Reading passage:
⁂

Megastore and Spanner both blend the traditional RDBMS and NoSQL worlds
by providing highly available, scalable and a globally distributed system. Both
are used primarily for online interactive services. This article highlights few
notable features in each along with key differences.
Megastore
Lets first start with Megastore, which is used extensively within Google
by several hundred applications. High availability is achieved through a
synchronous, fault-tolerant log replicator optimized for cross data-centers
writes. Scalability is achieved by partitioning the data into small databases
each with its own NoSQL data store and replicated log stored in per replica.
Deployment
To scale throughput, it partitions the data into a collection of entity
groups, which independently and synchronously are replicated over a wide area.
Each entity group has entities, which are abstractions for rows in a
traditional database tables.
Megastore supports single single-phase ACID transactions within an
entity group while two-phase commit for atomic updates across entity groups
through asynchronous messaging using queues A transaction writes its mutations
into the entity group’s write-ahead log, and then the mutations are applied to
the data.
It provides a single, consistent view of the data stored in its
underlying replicas. Reads and writes can be initiated from any replica, and
ACID semantics are preserved regardless of what replica a client starts from.
Replication is done per entity group by synchronously replicating the group’s
transaction log to quorum of replicas.
Data Model
Megastore provides a semi-relational data model that abstract tuples of
an RDBMS with column storage of NoSQL – it uses Bigtable as its storage
subsystem. Each schema has a set of tables, each containing a set of entities,
which in turn contain a set of properties. Properties are named and typed
values. A sequence of properties forms the primary key of the entity. Keys are
chosen to cluster entities that will be read together.

⁂

Data excerpt:

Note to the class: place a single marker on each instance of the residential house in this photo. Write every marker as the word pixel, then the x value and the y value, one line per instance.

⁂

Set tasks:
(a) Please list every section heading that appears in the article on Megastore and Spanner.
(b) Extend the article on Megastore and Spanner, picking up right after its final sentence.

Answers to the exercise:
(a)
Megastore
Deployment
Data Model

(b)
Storage and Layout
Megastore uses Bigtable as its scalable datastore while adding richer
primitives such as ACID transactions, indexes, and queues. Each entity is
mapped into a single Bigtable row; the primary key values are concatenated to
form the Bigtable row key, and each remaining property occupies its own
Bigtable column. The column name is a concatenation of the Megastore table name
and the property name, allowing entities from different Megastore tables to be
mapped into the same Bigtable row. Bigtable provides the ability to store
multiple values in the same row/column pair with different timestamps, which is
used by Megastore to implement multiversion concurrency control (MVCC).
Applications control the latency & throughput by placement of data
through the selection of Bigtable instances and specification of locality
within an instance. To minimize latency, applications keep data near users and
replicas near each other. Entity groups are assigned close to the region or
continent from which it is accessed most. Within that region it can assign a
triplet or quintuplet of replicas to datacenters with isolated failure domains.
To maximize throughput, the data for an entity group are held in contiguous
ranges of Bigtable rows. The schema language lets applications control the
placement of hierarchical data, storing data that is accessed together in
nearby rows or denormalized into the same row.
Paxos
The Paxos algorithm is a way to reach consensus among a group of
replicas on a single value. Databases typically use Paxos to replicate a
transaction log, where a separate instance of Paxos is used for each position
in the log. New values are written to the log at the position following the
last chosen position.
The Paxos algorithm demands multiple rounds of communication with high
network latency. Writes usually require at least two round trips before
consensus is achieved: a round of prepares with a subsequent round of accepts.
Reads require at least one round of prepares to determine the last chosen
value. Real world systems built on Paxos reduce the number of round trips
required to make it a practical algorithm.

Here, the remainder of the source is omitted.